## BEGIN Material for this task
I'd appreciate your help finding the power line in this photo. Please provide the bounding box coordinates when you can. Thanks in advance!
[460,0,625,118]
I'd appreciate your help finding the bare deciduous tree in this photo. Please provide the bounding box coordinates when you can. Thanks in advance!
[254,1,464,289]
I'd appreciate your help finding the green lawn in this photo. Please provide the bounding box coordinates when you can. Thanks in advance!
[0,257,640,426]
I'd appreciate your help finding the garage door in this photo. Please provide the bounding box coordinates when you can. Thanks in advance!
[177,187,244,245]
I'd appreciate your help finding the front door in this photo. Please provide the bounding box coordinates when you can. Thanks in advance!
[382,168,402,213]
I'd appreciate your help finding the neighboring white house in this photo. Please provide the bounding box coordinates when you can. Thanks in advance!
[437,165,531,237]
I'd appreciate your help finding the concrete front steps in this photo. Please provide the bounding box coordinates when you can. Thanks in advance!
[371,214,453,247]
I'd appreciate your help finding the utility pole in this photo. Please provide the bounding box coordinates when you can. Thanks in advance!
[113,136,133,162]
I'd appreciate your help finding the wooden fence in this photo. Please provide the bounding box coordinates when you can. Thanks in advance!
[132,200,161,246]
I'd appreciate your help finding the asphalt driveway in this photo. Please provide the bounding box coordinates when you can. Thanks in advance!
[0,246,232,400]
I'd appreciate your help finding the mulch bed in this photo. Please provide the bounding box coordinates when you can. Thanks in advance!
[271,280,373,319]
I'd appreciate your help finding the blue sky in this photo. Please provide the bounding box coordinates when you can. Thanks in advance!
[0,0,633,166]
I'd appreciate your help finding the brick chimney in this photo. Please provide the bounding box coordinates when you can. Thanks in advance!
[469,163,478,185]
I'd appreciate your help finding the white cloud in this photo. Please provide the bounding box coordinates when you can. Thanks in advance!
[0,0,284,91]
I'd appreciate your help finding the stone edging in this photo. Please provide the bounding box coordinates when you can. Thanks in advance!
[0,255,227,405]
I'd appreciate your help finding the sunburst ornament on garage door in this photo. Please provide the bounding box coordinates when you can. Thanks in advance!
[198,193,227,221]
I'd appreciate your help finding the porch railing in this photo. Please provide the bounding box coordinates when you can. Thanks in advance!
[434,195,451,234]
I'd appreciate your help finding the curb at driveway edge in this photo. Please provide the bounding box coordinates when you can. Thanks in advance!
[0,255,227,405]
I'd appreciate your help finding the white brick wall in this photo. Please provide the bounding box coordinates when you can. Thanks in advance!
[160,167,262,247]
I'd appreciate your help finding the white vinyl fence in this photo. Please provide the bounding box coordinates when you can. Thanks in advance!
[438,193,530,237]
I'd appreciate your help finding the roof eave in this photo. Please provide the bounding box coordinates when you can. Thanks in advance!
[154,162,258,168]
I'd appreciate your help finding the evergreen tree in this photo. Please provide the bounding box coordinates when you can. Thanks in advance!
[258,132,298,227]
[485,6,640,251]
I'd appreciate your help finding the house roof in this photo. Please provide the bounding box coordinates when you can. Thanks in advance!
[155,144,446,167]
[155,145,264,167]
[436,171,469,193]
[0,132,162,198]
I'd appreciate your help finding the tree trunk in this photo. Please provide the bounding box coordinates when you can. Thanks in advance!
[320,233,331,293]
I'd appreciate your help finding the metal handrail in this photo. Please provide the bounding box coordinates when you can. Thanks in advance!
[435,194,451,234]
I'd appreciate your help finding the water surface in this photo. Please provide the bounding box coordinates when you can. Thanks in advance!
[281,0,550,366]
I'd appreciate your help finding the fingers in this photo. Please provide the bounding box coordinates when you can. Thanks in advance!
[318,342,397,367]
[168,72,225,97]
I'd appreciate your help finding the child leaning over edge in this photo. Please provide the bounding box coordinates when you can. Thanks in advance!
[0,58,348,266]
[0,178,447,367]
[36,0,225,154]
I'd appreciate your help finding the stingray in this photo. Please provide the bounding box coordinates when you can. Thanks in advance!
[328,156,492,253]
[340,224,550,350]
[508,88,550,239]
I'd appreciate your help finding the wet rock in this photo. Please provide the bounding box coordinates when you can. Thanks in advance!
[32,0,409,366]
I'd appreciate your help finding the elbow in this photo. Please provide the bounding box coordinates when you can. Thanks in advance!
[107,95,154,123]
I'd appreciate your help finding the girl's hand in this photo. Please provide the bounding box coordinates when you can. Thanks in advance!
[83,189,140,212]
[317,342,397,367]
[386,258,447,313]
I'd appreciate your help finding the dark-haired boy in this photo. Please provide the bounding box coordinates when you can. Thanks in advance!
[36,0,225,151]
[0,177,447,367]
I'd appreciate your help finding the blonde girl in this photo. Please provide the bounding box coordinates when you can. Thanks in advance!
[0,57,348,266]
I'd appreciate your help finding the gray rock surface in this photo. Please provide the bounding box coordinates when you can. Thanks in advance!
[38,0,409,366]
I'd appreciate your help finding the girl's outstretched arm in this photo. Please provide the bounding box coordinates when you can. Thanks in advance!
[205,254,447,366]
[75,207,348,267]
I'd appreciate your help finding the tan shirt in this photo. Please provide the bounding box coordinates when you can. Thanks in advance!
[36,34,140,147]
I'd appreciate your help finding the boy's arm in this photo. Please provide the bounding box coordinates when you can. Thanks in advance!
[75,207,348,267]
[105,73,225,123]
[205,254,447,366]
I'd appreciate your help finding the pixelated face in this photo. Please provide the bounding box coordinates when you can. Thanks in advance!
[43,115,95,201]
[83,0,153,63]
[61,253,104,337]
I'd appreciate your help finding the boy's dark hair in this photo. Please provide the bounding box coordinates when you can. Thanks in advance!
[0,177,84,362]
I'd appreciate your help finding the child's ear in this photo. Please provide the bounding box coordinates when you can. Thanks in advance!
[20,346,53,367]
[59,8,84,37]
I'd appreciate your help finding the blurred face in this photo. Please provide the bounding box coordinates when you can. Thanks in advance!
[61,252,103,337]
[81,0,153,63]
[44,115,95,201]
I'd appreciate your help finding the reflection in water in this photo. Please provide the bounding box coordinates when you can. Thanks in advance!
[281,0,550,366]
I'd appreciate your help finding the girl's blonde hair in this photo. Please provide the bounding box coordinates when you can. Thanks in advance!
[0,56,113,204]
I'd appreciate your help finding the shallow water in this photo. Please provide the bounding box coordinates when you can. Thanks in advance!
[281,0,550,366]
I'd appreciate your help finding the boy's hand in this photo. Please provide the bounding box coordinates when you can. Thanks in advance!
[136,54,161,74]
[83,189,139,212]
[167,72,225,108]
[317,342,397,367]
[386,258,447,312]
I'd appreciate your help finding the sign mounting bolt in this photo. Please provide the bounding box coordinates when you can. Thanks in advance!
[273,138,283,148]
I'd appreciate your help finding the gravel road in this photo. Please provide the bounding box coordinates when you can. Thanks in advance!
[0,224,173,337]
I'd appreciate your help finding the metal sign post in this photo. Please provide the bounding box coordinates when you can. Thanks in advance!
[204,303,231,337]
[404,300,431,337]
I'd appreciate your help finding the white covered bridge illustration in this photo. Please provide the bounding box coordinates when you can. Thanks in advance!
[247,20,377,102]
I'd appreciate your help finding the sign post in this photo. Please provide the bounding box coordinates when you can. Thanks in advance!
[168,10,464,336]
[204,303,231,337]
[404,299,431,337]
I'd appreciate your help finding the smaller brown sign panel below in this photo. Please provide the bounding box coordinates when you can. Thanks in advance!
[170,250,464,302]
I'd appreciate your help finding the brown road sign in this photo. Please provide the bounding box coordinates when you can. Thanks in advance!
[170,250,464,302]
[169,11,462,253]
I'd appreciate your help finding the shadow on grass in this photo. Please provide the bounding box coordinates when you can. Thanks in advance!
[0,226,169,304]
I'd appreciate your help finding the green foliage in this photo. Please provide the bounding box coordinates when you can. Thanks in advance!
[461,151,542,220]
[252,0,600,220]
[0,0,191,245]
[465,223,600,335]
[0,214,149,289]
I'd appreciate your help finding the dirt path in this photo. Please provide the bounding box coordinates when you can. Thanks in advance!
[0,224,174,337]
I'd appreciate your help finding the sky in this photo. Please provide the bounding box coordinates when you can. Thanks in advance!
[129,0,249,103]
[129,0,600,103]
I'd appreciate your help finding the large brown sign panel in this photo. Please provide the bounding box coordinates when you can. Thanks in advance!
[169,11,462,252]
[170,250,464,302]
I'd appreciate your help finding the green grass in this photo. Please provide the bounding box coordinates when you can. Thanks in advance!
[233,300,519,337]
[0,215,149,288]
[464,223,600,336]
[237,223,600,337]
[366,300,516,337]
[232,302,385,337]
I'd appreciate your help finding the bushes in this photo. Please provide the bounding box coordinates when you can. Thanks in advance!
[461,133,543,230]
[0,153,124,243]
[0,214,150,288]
## END Material for this task
- [What to produce]: Return the lines of the material verbatim, from the line with "I'd appreciate your help finding the neighboring" up to and including the line with "[160,167,262,247]".

- [Finished task]:
I'd appreciate your help finding the neighboring white house in this photo. Please provide the bounding box coordinates when you can. Thanks in advance!
[437,165,531,237]
I'd appreciate your help finding the concrete front steps in this photo. Please provide the bounding box coordinates when you can. Thanks in advance!
[371,214,453,247]
I'd appreciate your help finding the utility pole in this photo. Please provide the bounding box coordinates when you can. Thanks in advance!
[113,136,133,162]
I'd appreciate your help finding the wooden fence in this photo. Please provide the bounding box coordinates when you can. Thanks in advance!
[132,200,161,246]
I'd appreciate your help finding the asphalt driveway in this photo. Please provide the bounding box coordinates when you can. Thanks in advance!
[0,246,232,400]
I'd appreciate your help finding the mulch bed in this photo. Please provide the bounding box coordinates when you can. Thanks in advance!
[271,280,373,319]
I'd appreciate your help finding the blue sky in this photo. Please provide the bounding box coordinates when you can. Thanks in advance!
[0,0,633,166]
I'd appreciate your help finding the brick chimney in this photo. Please provide the bounding box coordinates when you can. Thanks in advance!
[469,163,478,185]
I'd appreciate your help finding the white cloud in this photo. Please provide the bounding box coordinates when you can. Thanks in advance!
[0,0,284,91]
I'd appreciate your help finding the stone edging in this photo. Please provide the bounding box coordinates when you can. Thanks in advance!
[0,255,227,405]
I'd appreciate your help finding the sunburst ornament on garage door in this photo. Please provide the bounding box coordinates when you can. Thanks in advance!
[198,193,227,221]
I'd appreciate your help finding the porch railing in this photo. Please provide the bounding box coordinates when you can. Thanks in advance!
[434,195,451,234]
I'd appreciate your help finding the curb at driveway edge in this photo. Please provide the bounding box coordinates when you can. Thanks in advance!
[0,255,227,405]
I'd appreciate your help finding the white brick wall in this photo. Please provide the bounding box coordinates when you can. Thanks in advance!
[160,167,262,247]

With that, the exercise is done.